Output, word for word, every line from the start of the listing down to and including the line that contains "Segment every instance of the white"; include nothing else.

(Input data Opens)

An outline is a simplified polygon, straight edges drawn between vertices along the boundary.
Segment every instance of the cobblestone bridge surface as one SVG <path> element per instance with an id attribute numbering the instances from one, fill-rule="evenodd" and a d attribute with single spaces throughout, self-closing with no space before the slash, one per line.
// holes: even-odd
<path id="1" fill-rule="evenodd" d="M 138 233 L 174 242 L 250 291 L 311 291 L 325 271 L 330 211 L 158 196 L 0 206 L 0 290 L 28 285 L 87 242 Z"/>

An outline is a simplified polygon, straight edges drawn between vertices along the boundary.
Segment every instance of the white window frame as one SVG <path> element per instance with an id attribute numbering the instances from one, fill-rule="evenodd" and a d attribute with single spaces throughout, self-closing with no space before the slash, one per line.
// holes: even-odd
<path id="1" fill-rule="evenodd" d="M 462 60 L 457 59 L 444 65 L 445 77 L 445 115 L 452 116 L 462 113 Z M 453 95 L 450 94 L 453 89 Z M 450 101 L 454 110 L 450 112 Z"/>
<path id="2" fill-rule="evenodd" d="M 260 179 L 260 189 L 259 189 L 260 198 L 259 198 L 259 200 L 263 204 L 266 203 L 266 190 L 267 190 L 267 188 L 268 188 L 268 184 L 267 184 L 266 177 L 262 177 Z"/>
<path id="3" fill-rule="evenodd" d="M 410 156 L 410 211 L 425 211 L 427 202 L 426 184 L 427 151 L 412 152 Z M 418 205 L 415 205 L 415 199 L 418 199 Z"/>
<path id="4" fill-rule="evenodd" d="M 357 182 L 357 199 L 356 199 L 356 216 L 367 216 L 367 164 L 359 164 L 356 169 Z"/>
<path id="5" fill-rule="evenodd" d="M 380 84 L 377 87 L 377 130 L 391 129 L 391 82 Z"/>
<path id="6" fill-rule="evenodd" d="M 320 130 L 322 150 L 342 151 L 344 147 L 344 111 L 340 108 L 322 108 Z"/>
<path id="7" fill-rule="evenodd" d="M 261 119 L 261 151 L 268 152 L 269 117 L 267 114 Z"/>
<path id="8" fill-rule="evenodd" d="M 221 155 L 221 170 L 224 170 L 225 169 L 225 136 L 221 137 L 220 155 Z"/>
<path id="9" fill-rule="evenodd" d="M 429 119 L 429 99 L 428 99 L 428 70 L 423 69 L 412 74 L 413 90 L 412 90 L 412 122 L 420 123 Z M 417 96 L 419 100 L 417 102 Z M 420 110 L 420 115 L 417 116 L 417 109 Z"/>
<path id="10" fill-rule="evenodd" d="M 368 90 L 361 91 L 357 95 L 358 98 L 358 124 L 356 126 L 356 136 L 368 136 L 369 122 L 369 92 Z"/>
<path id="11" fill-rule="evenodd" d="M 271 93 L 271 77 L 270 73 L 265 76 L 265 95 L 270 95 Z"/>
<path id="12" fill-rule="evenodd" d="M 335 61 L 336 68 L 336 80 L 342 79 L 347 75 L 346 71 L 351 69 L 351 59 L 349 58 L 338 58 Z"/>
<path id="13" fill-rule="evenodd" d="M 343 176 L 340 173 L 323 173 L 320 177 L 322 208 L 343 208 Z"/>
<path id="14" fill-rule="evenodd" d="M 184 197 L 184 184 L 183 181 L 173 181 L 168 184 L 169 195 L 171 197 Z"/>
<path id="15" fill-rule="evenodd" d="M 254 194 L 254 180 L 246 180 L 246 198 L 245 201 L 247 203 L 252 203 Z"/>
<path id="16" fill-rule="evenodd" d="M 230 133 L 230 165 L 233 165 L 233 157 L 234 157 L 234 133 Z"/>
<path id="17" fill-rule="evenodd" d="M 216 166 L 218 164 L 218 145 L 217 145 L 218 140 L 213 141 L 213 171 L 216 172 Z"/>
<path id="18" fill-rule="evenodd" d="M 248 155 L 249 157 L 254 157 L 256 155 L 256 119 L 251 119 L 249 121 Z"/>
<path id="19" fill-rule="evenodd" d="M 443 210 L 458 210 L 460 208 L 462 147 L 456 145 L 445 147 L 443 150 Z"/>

(Input data Closes)

Solved exercise —
An outline is a simplified polygon, straight edges drawn between vertices along the boundary.
Segment every instance of the cobblestone bridge surface as one SVG <path> element per instance with an id attribute numbering the instances from one, fill-rule="evenodd" and a d attribute with single spaces throughout, self-closing with no space before the slash, one per line.
// holes: even-odd
<path id="1" fill-rule="evenodd" d="M 138 233 L 174 242 L 250 291 L 311 291 L 325 271 L 330 211 L 158 196 L 0 206 L 0 290 L 28 285 L 87 242 Z"/>

An outline is a simplified polygon, straight edges drawn between vertices along the boundary.
Segment every instance of the white window frame as one SVG <path> element per instance with an id attribute numbering the instances from one, fill-rule="evenodd" and a d attribute with single spaces throughout, self-closing with no space before the slash, one per line.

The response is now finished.